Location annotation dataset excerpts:
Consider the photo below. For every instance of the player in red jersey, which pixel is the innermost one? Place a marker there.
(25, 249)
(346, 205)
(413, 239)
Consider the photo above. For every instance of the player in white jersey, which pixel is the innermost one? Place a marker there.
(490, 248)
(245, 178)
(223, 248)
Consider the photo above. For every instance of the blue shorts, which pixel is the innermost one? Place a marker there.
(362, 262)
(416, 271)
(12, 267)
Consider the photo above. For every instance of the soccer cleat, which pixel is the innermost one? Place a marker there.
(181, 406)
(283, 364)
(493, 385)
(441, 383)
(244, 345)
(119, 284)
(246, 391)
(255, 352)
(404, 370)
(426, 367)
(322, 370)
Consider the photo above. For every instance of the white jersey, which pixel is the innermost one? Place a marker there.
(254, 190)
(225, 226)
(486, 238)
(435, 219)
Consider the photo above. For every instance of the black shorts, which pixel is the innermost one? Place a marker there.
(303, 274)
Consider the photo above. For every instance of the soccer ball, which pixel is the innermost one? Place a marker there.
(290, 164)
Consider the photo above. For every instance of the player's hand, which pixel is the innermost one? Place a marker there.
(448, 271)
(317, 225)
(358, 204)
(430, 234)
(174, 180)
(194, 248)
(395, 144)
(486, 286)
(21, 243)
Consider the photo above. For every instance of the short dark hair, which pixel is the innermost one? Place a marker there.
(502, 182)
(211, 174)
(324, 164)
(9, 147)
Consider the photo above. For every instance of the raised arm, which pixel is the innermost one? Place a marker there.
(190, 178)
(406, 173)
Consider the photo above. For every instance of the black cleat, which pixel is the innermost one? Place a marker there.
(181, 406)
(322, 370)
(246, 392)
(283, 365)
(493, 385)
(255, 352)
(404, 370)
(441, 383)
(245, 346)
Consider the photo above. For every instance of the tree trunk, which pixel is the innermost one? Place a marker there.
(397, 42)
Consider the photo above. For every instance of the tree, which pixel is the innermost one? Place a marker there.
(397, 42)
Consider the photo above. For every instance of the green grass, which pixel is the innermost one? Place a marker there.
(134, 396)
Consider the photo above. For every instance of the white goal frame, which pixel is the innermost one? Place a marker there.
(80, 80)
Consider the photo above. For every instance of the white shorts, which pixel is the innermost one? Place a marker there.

Directions for this task:
Rewrite the records from the line containing "soccer ball, which" through the end of the records, swapping "white goal frame" for "white goal post" and leaving everything else as it is. Return only those lines.

Result for this exercise:
Consider the photo above. For every instance of the soccer ball, which pixel is the innermost one? Place a marker there.
(290, 164)
Consider the photo above. For every instance of the player's hand, which pixel is the innermost one? Place a marker there.
(448, 271)
(317, 225)
(358, 204)
(430, 234)
(174, 180)
(194, 248)
(395, 144)
(486, 286)
(21, 243)
Consider the photo above. For every instance of the short dark hair, which pixel is the innermost one? Place a marker there.
(502, 182)
(211, 174)
(324, 164)
(9, 147)
Consider the photo above. For every instance of the raised arm, which pixel is the innermost one? Place a marker there.
(190, 178)
(406, 173)
Consider the photo above. For every instance of the black cleat, which pixel is the innermost one? Place a marker there.
(181, 406)
(322, 370)
(246, 392)
(283, 365)
(493, 385)
(255, 352)
(404, 370)
(441, 383)
(245, 346)
Consider the photo above. For every instance of the tree trunk, which pixel is the innermost one? Place a marker there.
(397, 42)
Consider the photo above. For every instance of the tree, which pixel is the innermost one? Place a marker there.
(397, 42)
Consider the photo above. For every instance of the green grass, which pixel is the innermost one? Place a marker there.
(134, 396)
Consider the photo above. For every instance of the white goal post, which pixel is the innermost one? Place a marker there.
(80, 80)
Consider the photo above. For every instance of the white shorts, which pixel is the innermost one? Place a marker there.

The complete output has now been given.